### 課題
下のリストから、「Flag the small pond」を含む行に始まり「[[322, 149, 519, 201], [0, 37, 640, 426]]」を含む行に終わる部分を、両端の行も含めて一字一句変えずに書き写すこと。

──────── データ抜粋 ────────

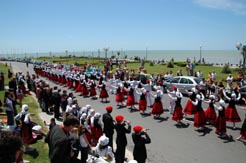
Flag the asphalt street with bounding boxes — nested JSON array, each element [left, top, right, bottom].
[[3, 62, 246, 163]]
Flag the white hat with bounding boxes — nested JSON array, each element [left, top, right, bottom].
[[219, 99, 225, 107], [85, 104, 91, 110], [191, 87, 196, 93], [176, 91, 181, 98], [80, 113, 87, 120], [141, 88, 146, 93], [196, 94, 201, 100], [67, 97, 73, 104], [81, 107, 87, 113], [209, 95, 215, 100], [89, 109, 95, 116], [156, 90, 161, 94], [98, 135, 109, 146], [21, 104, 28, 112], [231, 93, 236, 98], [94, 112, 101, 119]]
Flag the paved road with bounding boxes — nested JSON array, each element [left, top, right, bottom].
[[4, 62, 246, 163]]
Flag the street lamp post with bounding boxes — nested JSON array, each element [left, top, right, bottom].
[[200, 45, 202, 64], [236, 43, 246, 71], [103, 47, 109, 58]]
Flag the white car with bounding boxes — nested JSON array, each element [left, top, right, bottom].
[[163, 76, 201, 95]]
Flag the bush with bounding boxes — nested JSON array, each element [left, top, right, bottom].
[[167, 61, 174, 68], [221, 64, 231, 74]]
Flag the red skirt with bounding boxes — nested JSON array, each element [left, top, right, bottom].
[[82, 87, 89, 96], [21, 124, 33, 144], [151, 102, 163, 115], [99, 89, 108, 98], [225, 106, 241, 122], [194, 110, 206, 128], [172, 106, 183, 121], [121, 87, 128, 96], [126, 95, 135, 106], [75, 83, 81, 92], [115, 93, 124, 102], [138, 100, 147, 111], [240, 118, 246, 140], [184, 100, 196, 115], [90, 88, 97, 97], [205, 107, 217, 124], [215, 117, 226, 134]]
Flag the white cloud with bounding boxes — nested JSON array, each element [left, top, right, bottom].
[[193, 0, 246, 15]]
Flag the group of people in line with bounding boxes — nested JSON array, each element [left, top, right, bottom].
[[0, 61, 246, 163]]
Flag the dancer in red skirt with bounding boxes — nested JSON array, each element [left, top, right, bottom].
[[223, 91, 241, 129], [184, 87, 198, 117], [151, 90, 163, 118], [169, 91, 183, 126], [125, 84, 136, 111], [136, 88, 147, 114], [215, 99, 227, 136], [236, 107, 246, 140], [80, 79, 89, 97], [88, 80, 97, 99], [112, 83, 124, 106], [204, 95, 217, 125], [98, 81, 109, 102], [192, 93, 206, 130]]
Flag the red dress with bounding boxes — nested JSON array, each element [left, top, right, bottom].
[[194, 100, 206, 128], [215, 107, 226, 135], [240, 118, 246, 140], [90, 82, 97, 97], [151, 96, 163, 115], [184, 93, 196, 115], [126, 88, 135, 106], [138, 93, 147, 112], [115, 87, 124, 103], [172, 98, 183, 121], [225, 100, 241, 122], [205, 101, 217, 124], [99, 84, 109, 98]]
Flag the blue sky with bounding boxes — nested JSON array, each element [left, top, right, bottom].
[[0, 0, 246, 53]]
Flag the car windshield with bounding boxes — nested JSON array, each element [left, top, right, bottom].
[[194, 78, 202, 84]]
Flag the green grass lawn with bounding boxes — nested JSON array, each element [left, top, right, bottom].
[[38, 57, 238, 81], [0, 64, 50, 163]]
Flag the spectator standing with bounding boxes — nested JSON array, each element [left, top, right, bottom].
[[44, 115, 79, 163], [132, 126, 151, 163], [115, 115, 131, 163], [102, 106, 114, 151]]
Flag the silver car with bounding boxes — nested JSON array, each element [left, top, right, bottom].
[[163, 76, 201, 95]]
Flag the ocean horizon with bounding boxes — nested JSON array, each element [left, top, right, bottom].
[[0, 50, 243, 65]]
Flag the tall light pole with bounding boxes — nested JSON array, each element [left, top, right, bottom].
[[145, 48, 148, 60], [200, 45, 202, 64], [236, 43, 246, 73], [103, 47, 109, 58]]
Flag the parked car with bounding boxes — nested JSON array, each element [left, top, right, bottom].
[[84, 68, 101, 77], [135, 73, 153, 84], [163, 76, 201, 95]]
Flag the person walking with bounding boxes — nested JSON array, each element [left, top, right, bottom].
[[15, 104, 33, 148], [223, 91, 241, 130], [102, 106, 114, 151], [44, 115, 79, 163], [192, 93, 206, 130], [115, 115, 131, 163], [215, 99, 227, 136], [132, 126, 151, 163]]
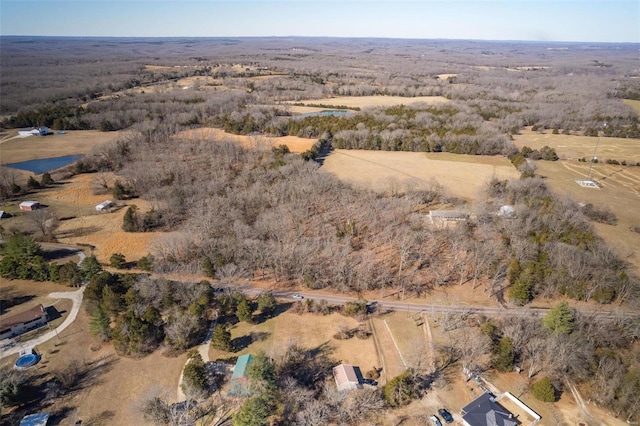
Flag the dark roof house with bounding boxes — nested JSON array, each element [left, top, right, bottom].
[[462, 393, 518, 426], [0, 305, 48, 340], [228, 354, 253, 396], [333, 364, 362, 391]]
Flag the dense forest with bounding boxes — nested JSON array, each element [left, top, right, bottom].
[[0, 37, 640, 425]]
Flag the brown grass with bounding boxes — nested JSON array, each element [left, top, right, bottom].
[[622, 99, 640, 115], [0, 130, 122, 164], [322, 149, 519, 200], [513, 128, 640, 163], [176, 127, 317, 153], [290, 96, 449, 108]]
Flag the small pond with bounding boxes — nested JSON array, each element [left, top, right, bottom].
[[4, 155, 84, 175]]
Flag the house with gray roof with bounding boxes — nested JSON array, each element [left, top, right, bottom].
[[462, 393, 519, 426]]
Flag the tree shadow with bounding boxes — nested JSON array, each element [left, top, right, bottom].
[[57, 226, 100, 238], [44, 306, 66, 321], [231, 335, 252, 352], [43, 248, 77, 261], [0, 292, 36, 315]]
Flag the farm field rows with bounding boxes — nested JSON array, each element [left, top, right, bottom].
[[0, 130, 124, 164], [322, 149, 519, 201], [516, 132, 640, 270], [289, 96, 449, 108]]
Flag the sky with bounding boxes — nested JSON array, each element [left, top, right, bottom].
[[0, 0, 640, 43]]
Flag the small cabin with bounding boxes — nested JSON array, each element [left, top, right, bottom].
[[19, 201, 41, 212]]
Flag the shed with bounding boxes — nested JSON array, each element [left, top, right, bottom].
[[20, 201, 41, 212], [96, 200, 115, 212], [499, 206, 516, 219], [0, 305, 48, 340], [20, 413, 50, 426], [333, 364, 362, 391]]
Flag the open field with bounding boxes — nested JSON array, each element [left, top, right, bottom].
[[290, 96, 449, 108], [622, 99, 640, 115], [322, 149, 519, 201], [515, 131, 640, 270], [513, 129, 640, 163], [0, 130, 122, 164], [0, 173, 164, 264], [176, 127, 317, 153]]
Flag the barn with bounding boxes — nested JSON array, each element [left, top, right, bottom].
[[0, 305, 48, 340], [333, 364, 362, 391], [20, 201, 41, 212]]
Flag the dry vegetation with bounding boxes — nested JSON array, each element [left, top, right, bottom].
[[322, 149, 519, 201], [0, 37, 640, 426]]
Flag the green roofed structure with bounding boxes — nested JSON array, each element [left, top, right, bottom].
[[228, 354, 253, 397]]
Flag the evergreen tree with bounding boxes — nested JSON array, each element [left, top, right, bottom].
[[80, 256, 102, 280], [27, 176, 40, 189], [542, 302, 575, 334], [182, 351, 209, 396], [247, 351, 276, 389], [232, 391, 276, 426], [122, 205, 138, 232], [236, 297, 253, 322], [531, 377, 556, 402], [89, 306, 111, 342], [383, 372, 418, 408], [492, 337, 513, 373], [211, 324, 231, 352], [109, 253, 127, 269], [40, 172, 54, 186]]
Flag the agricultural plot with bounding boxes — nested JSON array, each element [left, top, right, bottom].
[[0, 130, 122, 164], [290, 96, 449, 108], [176, 127, 316, 153], [322, 149, 519, 201], [515, 132, 640, 270]]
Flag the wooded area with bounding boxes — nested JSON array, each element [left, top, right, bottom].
[[0, 37, 640, 425]]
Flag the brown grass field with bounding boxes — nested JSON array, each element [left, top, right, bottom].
[[322, 149, 519, 201], [176, 127, 317, 153], [0, 130, 123, 164], [515, 132, 640, 271], [289, 96, 449, 108]]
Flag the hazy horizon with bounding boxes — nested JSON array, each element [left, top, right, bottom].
[[0, 0, 640, 43]]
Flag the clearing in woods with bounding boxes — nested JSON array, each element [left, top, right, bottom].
[[0, 130, 124, 164], [322, 149, 520, 201], [515, 131, 640, 271], [287, 96, 449, 108], [176, 127, 317, 153]]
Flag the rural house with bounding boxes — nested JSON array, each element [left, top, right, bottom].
[[19, 201, 40, 212], [20, 413, 50, 426], [462, 393, 518, 426], [0, 305, 48, 340], [228, 354, 253, 396], [333, 364, 362, 391], [96, 200, 114, 212]]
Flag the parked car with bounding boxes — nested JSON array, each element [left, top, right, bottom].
[[438, 408, 453, 423], [429, 414, 442, 426]]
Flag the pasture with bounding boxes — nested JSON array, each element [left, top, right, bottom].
[[322, 149, 520, 201], [515, 131, 640, 271], [289, 96, 449, 108], [175, 127, 317, 153], [0, 130, 123, 164]]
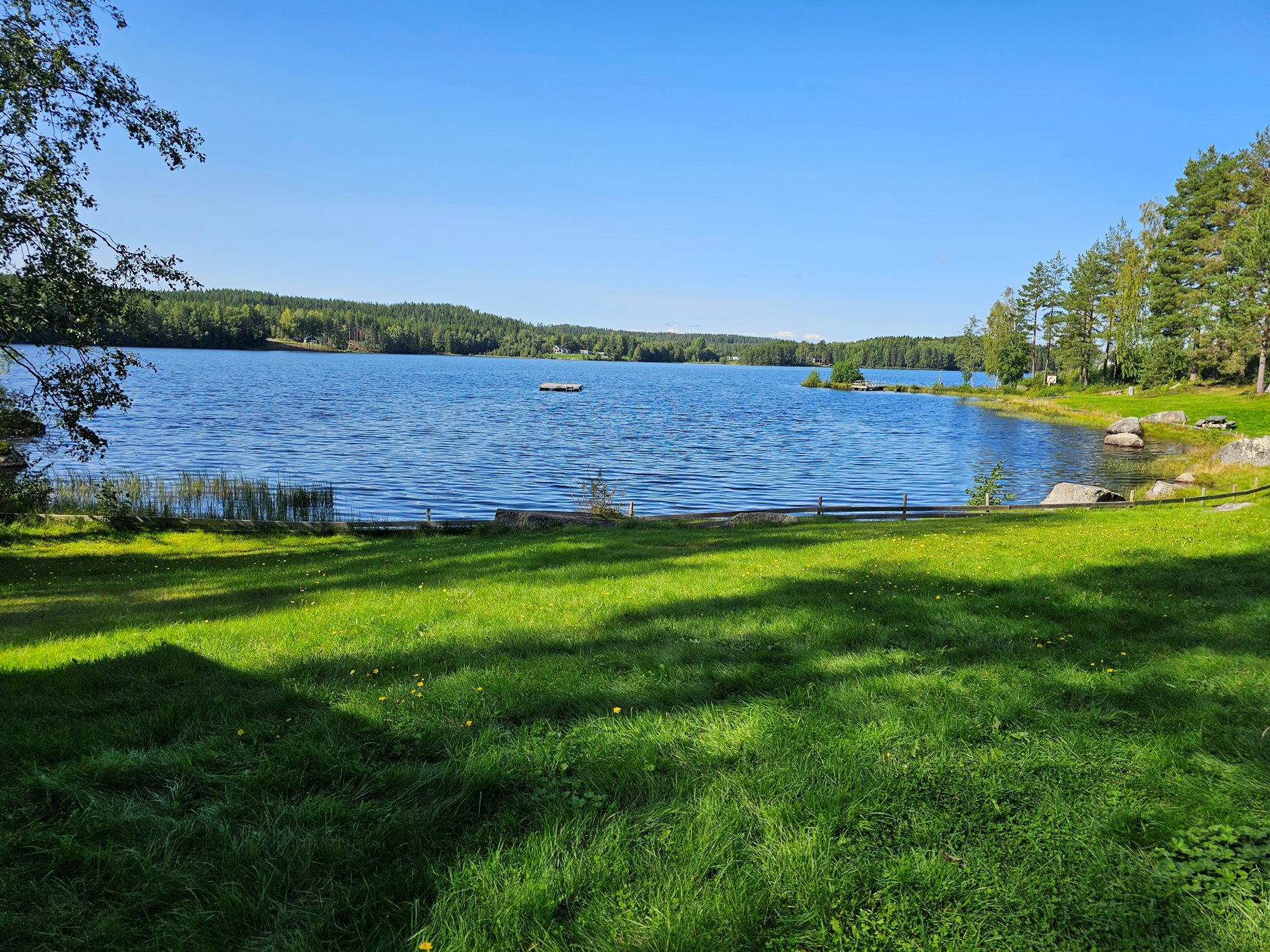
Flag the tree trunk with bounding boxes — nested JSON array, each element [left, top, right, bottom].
[[1257, 310, 1270, 396]]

────────

### 想定解答
Flag the small pond with bounding boxes — nested JSON array, each element [left, top, right, bottom].
[[4, 155, 84, 175]]
Flag the house with gray roof with bounding boxes — nested JSON array, each element [left, top, right, bottom].
[[462, 393, 519, 426]]
Flag the tree shadow with bounding boxes — nested JSON array, each element [left, top, right, bottom].
[[57, 226, 100, 238], [44, 306, 66, 321], [231, 335, 252, 352], [43, 248, 77, 261], [0, 292, 36, 315]]
Flag the farm field rows with bounding boxes — nested JSON array, each element [left, top, right, bottom].
[[0, 130, 124, 164], [322, 149, 519, 201], [516, 132, 640, 270], [289, 96, 449, 108]]
Flag the sky with bounding boxes — nested JSON array, each element [left, top, right, bottom].
[[0, 0, 640, 43]]
Flag the small cabin with bounding boxes — nested JSON array, each element [left, top, right, bottom].
[[19, 201, 41, 212]]
Flag the shed with bounding boxes — nested JSON array, each element [left, top, right, bottom].
[[20, 201, 41, 212], [96, 200, 115, 212], [499, 206, 516, 219], [0, 305, 48, 340], [20, 413, 50, 426], [333, 364, 362, 391]]
Flag the open field with bounding boxes — nested JSON array, each element [left, top, right, bottom].
[[290, 96, 449, 108], [622, 99, 640, 115], [322, 149, 519, 201], [515, 131, 640, 270], [513, 129, 640, 163], [0, 130, 122, 164], [0, 173, 164, 264], [176, 127, 317, 153]]
Flag the barn with bounding boxes — nested JSON array, each element [left, top, right, bottom].
[[0, 305, 48, 340], [333, 364, 362, 391], [20, 201, 41, 212]]
Flag the dry vegetation with bounding boxes — nested JSON array, each element [left, top, right, bottom].
[[322, 149, 519, 201], [0, 37, 640, 426]]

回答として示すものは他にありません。